▶ [Given passage]:
Recovery may take place when an SM that experienced a failure is self-recovered or after it was replaced (if needed). The purpose of the recovery procedure is to take the cluster back to a fully functional mode. When the recovery procedure ends, the behavior is the same as it was after installation.

The failed SM server is recovered manually or automatically, according to the type of failure that occurred. The recovery procedures, and when they are used, are described in the following sections.

• Machine Reboot

• Replacing the Server

• Database Duplication Recovery

• Database Duplication Recovery Management

Machine Reboot

Recovering from a machine reboot is a fully automatic recovery process, where the failed SM server reboots, and after establishing a connection with the other server and synchronizing the databases, the cluster of the two SM servers is ready again for fail-over operation.

Note This steps in this procedure are automatic.

Step 1 The reboot process is run on the node.

Step 2 VCS makes the node standby.

Step 3 The node boots.

Step 4 VCS establishes intra-node communication and the new node joins the cluster.

Step 5 The TimesTen database replication process is started from the point before the reboot.

The SM in the recovered server is ready after the database recovery process is running and the SM moves from Init state to Standby state.

Replacing the Server

Replacing the server is necessary when the machine has an unrecoverable physical failure. A new machine that is installed with fresh SM, TimesTen, and VCS installations replaces the server.

Replacing the server is a manual recovery, where the failed SM server is physically replaced. After connecting the new SM server to the network, configuring it and synchronizing the two databases, the cluster of the two SM servers is ready again for fail-over operation.

Step 1 Connect a new server to the inter-node ports and intra-node ports (but leave the network ports disconnected).

Step 2 Perform the basic network and cluster configurations manually (the first time).

Step 3 Copy the configuration files from the active node.

Use the following CLU command if you need to copy only the p3sm.cfg file:

p3sm --load-config --remote= NEW-SM_IP
Step 4 Perform the TimesTen database duplication operation.

See Database Duplication Recovery.

Step 5 Start the VCS operation on the recovered node.

Step 6 Connect the network ports.

The SM in the recovered server is ready after the database recovery process is completed and the SM moves from Init state to Standby state.

Database Duplication Recovery

Database duplication recovery is a manual recovery, which is needed when the standby node database loses synchronization with the active node database. Loss of synchronization can occur when one of the SM machines is replaced or when the replication process on the active node fails to replicate all of the data inserted to its database (replication NICs were disconnected).

Step 1 Stop the cluster server (VCS) monitoring of the resources.

Use the VCS CLU hastop -localcommand to stop the VCS.

Step 2 Stop the SM, so it will not be affected by clearing the database.

Use the CLU command p3sm --stop.

Step 3 Stop the replication agent.

Use the CLU command p3db --rep-stop.

Step 4 Destroy the database.

Use the CLU command p3db --destroy-rep-db.

Step 5 Duplicate the remote database to the local machine.

Use the CLU command p3db --duplicate.

Step 6 Start the cluster server monitoring of the resources.

Use the VCS CLU hastartcommand), which will automatically start the replication process and the SM.

Database Duplication Recovery Management

The two SM servers are configured using Command-Line Utilities and a configuration file (see Configuration and Management and How to Configure a Subscriber Management Solution ). The actual configuration is performed for the active SM and then manually replicated for the standby SM.

▶ [Data excerpt]:

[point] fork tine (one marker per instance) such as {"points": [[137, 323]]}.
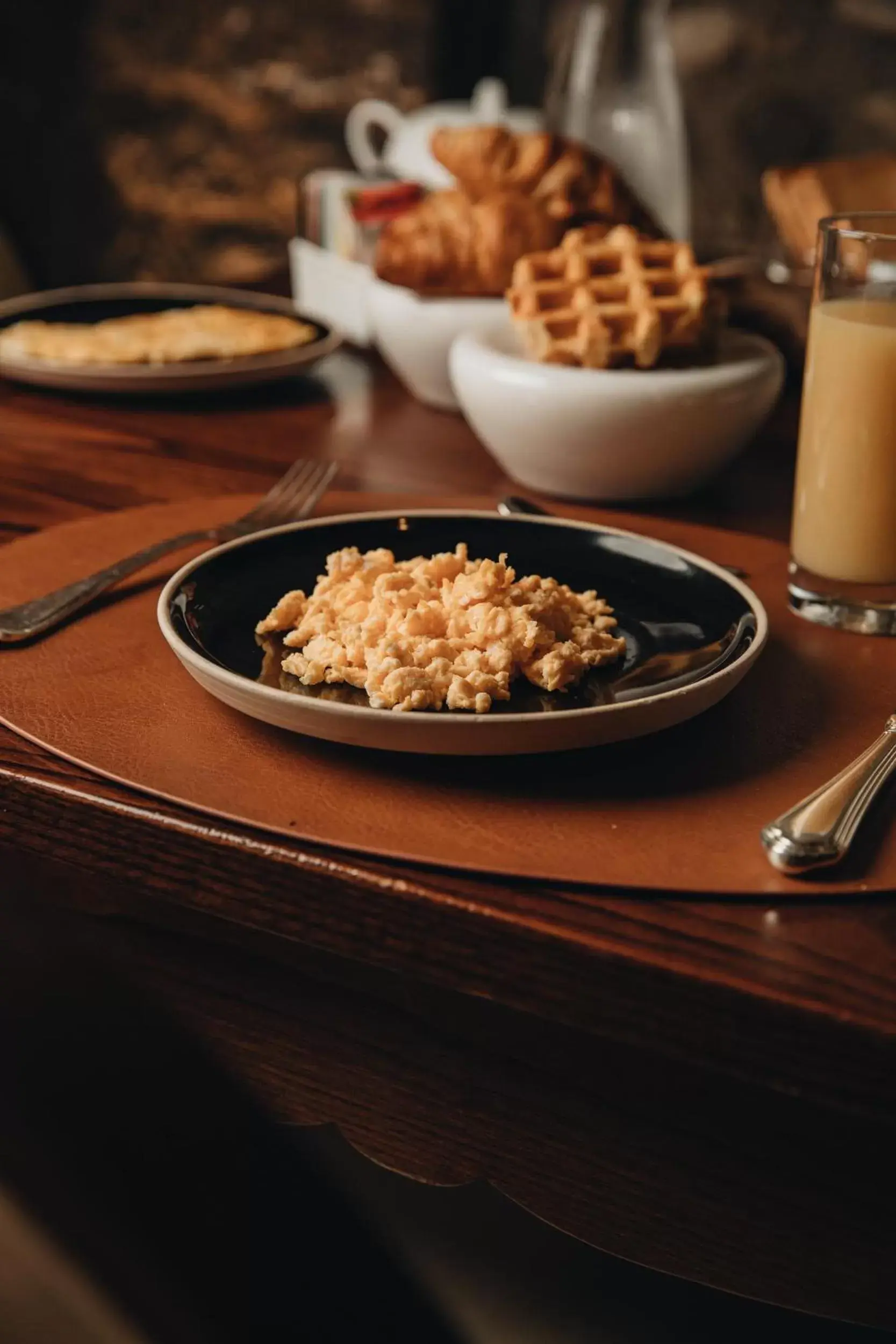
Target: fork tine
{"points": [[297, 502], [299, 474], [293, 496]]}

▶ [Goal of the exercise]:
Transcribe the stretch of the SM server recovery text from "Replacing the server is a" through "Database Duplication Recovery.", keeping every word and punctuation mark unchanged.

▶ [Task result]:
Replacing the server is a manual recovery, where the failed SM server is physically replaced. After connecting the new SM server to the network, configuring it and synchronizing the two databases, the cluster of the two SM servers is ready again for fail-over operation.

Step 1 Connect a new server to the inter-node ports and intra-node ports (but leave the network ports disconnected).

Step 2 Perform the basic network and cluster configurations manually (the first time).

Step 3 Copy the configuration files from the active node.

Use the following CLU command if you need to copy only the p3sm.cfg file:

p3sm --load-config --remote= NEW-SM_IP
Step 4 Perform the TimesTen database duplication operation.

See Database Duplication Recovery.